- **Problem 1**: In the records, starting at the line containing "98V128H208L224 121L216 117L215" and ending at the line containing "positive clicks: (199, 128) (207, 129)", switch "rough" to "coarse". Output only those lines, with everything else left unchanged.
[Excerpt]
A fan celebrates Monday in Las Vegas, after NFL team owners approved the Raiders' move to the city.
John Locher
/
AP
A fan celebrates Monday in Las Vegas, after NFL team owners approved the Raiders' move to the city.

By an overwhelming 31-1 vote, NFL owners have approved the Raiders' move from Oakland to Las Vegas — though the team will still remain in the Bay Area for at least the 2017 season and possibly longer.

"My father always said, 'the greatness of the Raiders is in its future,' " Raiders owner Mark Davis said in a statement Monday, "and the opportunity to build a world-class stadium in the entertainment capital of the world is a significant step toward achieving that greatness."

The move — whenever it should inevitably take place — will end the Raiders' on-again, off-again relationship with the team's longtime home. Founded in 1960, the Raiders spent their first two decades as a club in Oakland, notching two Super Bowl titles before they left town for Los Angeles in the early 1980s.

That southern sojourn ended in 1995, when the team returned to the waiting embrace of the city it left more than a decade earlier.
[/Excerpt]
- **Problem 2**: Using the Raiders article, decide whether each statement agrees with it. Answer yes or no, and quote the deciding words. (a) NFL owners approved the move by a 31-1 vote. (b) The Raiders left Oakland for Los Angeles in the late 1980s. (c) The team came back to Oakland in 1995.
[Task inputs]
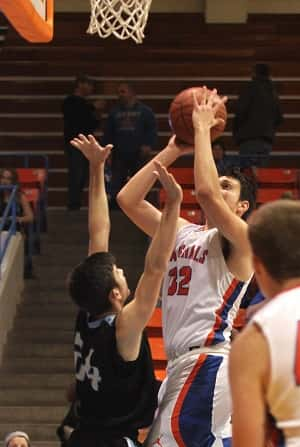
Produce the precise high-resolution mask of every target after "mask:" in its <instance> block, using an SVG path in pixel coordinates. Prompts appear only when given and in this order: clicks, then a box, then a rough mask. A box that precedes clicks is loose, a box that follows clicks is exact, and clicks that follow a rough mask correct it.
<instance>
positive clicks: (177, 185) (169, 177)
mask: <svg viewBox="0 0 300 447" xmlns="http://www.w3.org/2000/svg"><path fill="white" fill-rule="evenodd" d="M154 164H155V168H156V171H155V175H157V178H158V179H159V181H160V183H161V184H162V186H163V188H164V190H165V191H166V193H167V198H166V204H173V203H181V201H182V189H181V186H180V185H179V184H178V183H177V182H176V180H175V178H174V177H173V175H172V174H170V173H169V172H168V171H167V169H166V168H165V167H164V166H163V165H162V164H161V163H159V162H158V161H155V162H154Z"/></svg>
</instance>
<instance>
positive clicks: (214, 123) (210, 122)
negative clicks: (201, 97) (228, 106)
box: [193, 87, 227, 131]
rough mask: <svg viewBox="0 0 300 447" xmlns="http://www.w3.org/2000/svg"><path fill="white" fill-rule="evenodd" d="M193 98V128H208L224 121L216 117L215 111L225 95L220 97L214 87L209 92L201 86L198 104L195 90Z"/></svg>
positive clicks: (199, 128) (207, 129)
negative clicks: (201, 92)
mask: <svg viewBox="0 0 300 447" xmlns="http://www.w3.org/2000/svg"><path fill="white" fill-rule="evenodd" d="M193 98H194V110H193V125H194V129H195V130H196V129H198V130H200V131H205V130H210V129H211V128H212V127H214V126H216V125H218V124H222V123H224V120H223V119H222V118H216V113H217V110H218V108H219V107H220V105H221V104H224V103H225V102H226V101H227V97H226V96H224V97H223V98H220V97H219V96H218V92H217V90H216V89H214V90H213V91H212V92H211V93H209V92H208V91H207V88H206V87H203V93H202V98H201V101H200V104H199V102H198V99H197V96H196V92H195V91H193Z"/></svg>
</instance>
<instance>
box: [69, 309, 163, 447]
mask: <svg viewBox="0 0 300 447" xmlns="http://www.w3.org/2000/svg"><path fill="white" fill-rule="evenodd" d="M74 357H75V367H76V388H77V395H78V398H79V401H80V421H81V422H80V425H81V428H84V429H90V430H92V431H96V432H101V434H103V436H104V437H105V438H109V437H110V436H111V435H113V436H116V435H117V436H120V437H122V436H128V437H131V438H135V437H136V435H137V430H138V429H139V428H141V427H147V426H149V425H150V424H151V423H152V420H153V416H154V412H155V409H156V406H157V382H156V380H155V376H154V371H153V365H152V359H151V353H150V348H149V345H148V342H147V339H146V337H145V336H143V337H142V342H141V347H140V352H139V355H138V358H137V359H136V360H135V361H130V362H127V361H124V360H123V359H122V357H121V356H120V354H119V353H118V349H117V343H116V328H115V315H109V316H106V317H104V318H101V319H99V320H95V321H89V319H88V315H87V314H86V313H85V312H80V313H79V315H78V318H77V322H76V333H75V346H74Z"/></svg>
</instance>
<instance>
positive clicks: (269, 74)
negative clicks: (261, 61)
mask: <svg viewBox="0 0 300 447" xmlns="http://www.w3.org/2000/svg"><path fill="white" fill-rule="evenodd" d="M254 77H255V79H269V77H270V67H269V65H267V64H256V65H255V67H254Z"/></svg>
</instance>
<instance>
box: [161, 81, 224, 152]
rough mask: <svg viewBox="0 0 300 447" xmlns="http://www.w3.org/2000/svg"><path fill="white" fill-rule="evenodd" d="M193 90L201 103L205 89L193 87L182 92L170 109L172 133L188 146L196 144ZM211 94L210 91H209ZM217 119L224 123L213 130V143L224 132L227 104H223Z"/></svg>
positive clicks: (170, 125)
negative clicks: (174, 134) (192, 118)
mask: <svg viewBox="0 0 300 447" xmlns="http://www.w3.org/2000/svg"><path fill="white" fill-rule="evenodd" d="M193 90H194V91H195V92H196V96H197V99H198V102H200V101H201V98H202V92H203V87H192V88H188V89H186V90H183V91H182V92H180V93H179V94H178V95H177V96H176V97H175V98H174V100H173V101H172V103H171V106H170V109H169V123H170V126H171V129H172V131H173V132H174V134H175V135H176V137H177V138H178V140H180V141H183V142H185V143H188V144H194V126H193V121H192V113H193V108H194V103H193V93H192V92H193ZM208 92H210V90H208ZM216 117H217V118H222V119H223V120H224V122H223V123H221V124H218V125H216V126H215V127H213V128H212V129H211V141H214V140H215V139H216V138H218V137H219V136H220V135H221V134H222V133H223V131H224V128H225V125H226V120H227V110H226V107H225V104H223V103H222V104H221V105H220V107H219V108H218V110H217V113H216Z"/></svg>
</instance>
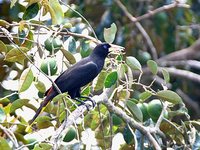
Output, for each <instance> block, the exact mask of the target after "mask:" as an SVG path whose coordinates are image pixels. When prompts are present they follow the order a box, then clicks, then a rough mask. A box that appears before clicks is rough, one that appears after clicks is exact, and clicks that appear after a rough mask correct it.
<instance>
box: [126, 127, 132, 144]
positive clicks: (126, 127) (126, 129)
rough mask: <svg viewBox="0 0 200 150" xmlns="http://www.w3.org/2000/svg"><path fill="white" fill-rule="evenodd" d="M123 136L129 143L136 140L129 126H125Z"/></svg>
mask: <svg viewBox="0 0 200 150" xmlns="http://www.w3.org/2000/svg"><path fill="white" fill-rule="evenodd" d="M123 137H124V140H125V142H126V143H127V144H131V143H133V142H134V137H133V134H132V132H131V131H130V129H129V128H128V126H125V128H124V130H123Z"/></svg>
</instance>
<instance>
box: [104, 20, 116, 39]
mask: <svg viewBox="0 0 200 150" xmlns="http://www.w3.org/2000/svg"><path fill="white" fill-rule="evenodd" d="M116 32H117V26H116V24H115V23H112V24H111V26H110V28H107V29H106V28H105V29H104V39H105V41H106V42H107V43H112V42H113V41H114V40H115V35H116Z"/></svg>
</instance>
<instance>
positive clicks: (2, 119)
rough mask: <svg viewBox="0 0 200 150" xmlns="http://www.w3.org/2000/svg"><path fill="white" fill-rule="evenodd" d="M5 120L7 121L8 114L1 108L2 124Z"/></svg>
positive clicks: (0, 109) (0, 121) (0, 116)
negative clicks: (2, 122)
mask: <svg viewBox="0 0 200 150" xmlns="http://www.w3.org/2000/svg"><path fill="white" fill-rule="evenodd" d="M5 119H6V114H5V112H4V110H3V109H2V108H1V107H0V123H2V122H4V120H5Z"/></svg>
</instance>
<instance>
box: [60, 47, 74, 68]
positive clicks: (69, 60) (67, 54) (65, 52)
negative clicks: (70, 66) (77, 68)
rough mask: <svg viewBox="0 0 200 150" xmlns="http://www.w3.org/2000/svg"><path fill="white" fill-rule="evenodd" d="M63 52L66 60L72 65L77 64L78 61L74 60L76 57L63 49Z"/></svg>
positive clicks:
[/Task inputs]
- **Exercise solution 1**:
coarse mask: <svg viewBox="0 0 300 447" xmlns="http://www.w3.org/2000/svg"><path fill="white" fill-rule="evenodd" d="M193 98V128H208L224 121L216 117L215 111L225 95L220 97L214 87L209 92L201 86L198 104L195 90Z"/></svg>
positive clicks: (199, 128) (207, 129)

- **Exercise solution 2**:
(a) Yes: "By an overwhelming 31-1 vote, NFL owners have approved the Raiders' move from Oakland to Las Vegas"
(b) No: "before they left town for Los Angeles in the early 1980s"
(c) Yes: "That southern sojourn ended in 1995, when the team returned to the waiting embrace of the city it left more than a decade earlier."